**Goal of the exercise**
Beginning with the first line, copy out each line of the material until the line containing "Target: gold trim on dress" has been copied as well.

**Records for the task**
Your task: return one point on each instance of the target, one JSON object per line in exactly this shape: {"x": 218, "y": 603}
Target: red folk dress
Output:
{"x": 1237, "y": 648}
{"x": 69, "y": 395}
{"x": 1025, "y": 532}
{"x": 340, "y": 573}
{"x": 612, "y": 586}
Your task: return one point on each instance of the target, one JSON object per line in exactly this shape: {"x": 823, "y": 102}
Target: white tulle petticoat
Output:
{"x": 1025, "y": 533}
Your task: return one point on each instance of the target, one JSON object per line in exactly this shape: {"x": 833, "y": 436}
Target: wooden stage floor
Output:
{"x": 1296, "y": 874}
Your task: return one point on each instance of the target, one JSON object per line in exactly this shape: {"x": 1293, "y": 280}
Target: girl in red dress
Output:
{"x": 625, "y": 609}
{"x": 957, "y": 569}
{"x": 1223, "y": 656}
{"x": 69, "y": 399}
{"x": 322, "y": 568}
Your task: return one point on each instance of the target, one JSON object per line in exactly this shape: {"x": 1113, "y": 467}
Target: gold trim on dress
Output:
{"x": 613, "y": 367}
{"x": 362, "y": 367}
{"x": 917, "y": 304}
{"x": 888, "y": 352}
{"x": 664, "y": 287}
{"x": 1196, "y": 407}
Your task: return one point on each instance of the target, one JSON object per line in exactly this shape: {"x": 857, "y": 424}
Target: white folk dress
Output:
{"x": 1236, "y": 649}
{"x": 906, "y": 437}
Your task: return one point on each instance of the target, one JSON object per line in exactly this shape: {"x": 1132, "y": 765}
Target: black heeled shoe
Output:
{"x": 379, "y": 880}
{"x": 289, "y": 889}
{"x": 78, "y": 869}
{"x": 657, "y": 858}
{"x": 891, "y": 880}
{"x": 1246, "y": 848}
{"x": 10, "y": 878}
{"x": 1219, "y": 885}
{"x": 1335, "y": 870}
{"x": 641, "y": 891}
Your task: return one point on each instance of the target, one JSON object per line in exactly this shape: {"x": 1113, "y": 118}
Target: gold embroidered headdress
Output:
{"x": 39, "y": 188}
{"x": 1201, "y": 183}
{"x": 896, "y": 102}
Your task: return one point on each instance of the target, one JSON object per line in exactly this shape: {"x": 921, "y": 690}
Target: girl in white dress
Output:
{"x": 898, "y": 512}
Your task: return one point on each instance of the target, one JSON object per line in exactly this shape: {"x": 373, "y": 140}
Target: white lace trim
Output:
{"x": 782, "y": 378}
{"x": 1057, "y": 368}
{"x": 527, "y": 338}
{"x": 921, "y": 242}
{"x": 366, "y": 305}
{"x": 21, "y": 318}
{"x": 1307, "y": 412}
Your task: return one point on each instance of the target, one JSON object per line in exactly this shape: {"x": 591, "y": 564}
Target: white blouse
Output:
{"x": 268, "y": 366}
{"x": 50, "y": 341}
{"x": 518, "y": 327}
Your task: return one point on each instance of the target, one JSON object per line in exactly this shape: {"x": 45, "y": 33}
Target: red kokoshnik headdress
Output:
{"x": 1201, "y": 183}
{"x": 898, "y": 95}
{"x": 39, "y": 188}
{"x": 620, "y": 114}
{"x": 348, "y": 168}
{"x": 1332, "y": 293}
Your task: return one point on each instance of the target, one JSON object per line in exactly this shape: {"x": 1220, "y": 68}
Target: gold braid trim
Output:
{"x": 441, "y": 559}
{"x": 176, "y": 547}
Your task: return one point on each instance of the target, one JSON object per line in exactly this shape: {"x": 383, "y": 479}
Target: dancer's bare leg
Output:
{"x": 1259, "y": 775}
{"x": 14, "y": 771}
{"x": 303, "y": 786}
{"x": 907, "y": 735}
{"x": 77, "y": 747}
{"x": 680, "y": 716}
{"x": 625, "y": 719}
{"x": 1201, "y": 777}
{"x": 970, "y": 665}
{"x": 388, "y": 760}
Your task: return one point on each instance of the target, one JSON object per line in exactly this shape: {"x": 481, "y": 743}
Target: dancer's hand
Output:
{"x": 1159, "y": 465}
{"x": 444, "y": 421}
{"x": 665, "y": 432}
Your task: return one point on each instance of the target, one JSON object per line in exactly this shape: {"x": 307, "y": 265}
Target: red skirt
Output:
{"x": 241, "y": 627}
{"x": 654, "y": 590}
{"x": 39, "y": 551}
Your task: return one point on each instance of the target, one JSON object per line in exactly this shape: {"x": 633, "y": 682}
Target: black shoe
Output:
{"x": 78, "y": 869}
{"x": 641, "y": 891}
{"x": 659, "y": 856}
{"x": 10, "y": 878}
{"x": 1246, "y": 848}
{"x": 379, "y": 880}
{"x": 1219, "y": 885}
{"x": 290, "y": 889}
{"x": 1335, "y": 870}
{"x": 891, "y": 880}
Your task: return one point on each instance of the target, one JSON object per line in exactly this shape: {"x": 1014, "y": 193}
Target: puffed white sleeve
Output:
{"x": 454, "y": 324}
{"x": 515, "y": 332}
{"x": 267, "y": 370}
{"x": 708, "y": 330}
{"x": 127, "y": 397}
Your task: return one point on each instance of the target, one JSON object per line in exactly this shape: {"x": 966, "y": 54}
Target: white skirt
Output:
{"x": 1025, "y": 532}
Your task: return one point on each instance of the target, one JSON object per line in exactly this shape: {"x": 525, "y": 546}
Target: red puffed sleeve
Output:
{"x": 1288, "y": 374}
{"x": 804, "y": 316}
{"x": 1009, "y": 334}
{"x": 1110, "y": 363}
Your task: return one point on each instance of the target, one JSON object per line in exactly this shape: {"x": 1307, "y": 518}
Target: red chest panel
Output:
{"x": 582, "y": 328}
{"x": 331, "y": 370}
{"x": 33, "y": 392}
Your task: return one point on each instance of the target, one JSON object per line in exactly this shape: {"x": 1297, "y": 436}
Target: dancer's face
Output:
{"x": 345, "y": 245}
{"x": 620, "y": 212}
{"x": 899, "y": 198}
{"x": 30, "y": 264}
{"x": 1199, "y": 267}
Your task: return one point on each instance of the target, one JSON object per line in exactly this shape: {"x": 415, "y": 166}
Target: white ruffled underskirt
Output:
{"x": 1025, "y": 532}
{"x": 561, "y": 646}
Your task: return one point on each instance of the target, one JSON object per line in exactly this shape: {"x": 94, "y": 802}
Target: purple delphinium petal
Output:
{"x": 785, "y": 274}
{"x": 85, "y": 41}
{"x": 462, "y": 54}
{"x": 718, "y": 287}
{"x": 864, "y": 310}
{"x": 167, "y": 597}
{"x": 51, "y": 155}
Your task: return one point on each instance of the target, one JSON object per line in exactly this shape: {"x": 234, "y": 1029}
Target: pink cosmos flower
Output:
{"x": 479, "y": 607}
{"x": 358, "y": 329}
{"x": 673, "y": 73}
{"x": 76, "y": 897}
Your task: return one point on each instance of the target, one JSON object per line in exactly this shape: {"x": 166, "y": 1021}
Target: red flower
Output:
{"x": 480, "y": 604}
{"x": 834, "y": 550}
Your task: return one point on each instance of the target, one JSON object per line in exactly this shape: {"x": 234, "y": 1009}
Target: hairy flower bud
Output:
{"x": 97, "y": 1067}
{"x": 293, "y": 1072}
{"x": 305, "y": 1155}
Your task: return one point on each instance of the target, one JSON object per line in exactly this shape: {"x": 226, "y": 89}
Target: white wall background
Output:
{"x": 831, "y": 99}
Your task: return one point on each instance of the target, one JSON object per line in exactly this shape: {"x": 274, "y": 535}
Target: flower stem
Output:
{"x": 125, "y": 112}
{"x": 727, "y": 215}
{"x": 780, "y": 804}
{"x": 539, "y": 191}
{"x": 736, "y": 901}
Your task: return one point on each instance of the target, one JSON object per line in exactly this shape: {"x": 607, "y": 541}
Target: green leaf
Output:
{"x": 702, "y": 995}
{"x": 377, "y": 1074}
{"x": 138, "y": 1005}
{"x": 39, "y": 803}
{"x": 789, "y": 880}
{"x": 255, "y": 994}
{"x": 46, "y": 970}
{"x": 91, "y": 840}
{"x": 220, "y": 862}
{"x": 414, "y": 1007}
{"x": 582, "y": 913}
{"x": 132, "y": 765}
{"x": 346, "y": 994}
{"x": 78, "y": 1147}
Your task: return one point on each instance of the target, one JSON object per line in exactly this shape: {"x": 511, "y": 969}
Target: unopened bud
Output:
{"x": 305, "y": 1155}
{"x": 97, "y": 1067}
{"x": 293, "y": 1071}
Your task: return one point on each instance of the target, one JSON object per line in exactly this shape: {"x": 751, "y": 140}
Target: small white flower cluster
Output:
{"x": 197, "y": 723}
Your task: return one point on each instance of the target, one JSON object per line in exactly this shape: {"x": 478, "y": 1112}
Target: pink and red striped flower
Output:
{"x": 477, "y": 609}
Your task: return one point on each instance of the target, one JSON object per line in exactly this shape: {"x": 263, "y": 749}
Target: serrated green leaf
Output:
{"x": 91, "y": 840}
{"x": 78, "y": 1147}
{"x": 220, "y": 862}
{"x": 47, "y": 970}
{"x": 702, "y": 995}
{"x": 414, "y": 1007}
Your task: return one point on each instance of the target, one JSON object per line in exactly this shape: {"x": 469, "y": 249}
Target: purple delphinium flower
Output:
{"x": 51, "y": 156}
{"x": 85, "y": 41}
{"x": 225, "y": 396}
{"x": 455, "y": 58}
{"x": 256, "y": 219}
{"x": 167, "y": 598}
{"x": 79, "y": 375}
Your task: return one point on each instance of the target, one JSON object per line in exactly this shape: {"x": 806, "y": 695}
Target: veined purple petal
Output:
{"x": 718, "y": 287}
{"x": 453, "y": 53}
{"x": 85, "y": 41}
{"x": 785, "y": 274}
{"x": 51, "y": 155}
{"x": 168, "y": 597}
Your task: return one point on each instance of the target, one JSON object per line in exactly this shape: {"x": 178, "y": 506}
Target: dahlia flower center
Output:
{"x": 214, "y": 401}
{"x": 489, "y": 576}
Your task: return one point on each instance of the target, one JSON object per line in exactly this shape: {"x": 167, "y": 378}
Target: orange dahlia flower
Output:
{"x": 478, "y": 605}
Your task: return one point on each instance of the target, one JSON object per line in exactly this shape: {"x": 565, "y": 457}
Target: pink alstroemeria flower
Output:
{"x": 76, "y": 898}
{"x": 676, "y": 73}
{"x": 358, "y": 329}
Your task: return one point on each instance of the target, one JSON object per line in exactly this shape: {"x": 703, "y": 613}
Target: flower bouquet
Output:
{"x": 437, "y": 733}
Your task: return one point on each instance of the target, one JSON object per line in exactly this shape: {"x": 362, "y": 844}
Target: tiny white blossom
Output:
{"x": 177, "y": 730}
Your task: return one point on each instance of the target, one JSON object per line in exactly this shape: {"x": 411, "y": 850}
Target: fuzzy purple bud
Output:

**Written response**
Your task: return one point on each instance of the target, one JSON object per line in exactly this shape: {"x": 218, "y": 603}
Target: red folk dress
Output:
{"x": 1237, "y": 648}
{"x": 69, "y": 395}
{"x": 1025, "y": 532}
{"x": 340, "y": 573}
{"x": 612, "y": 586}
Your task: return one point on each instance of the target, one JSON object per line in exactly this shape: {"x": 823, "y": 102}
Target: white tulle petticoat
Output:
{"x": 1025, "y": 533}
Your task: return one point on each instance of the target, one JSON object per line in exactly this shape: {"x": 833, "y": 436}
Target: wooden stage floor
Output:
{"x": 1296, "y": 874}
Your task: return one point on each instance of the target, one JSON object per line in exactly this shape: {"x": 1293, "y": 280}
Target: girl in red dress
Output:
{"x": 625, "y": 609}
{"x": 957, "y": 569}
{"x": 1223, "y": 656}
{"x": 69, "y": 399}
{"x": 322, "y": 568}
Your task: return one point on each instance of the target, one JSON object per line in exactly this shape: {"x": 1113, "y": 467}
Target: gold trim on dress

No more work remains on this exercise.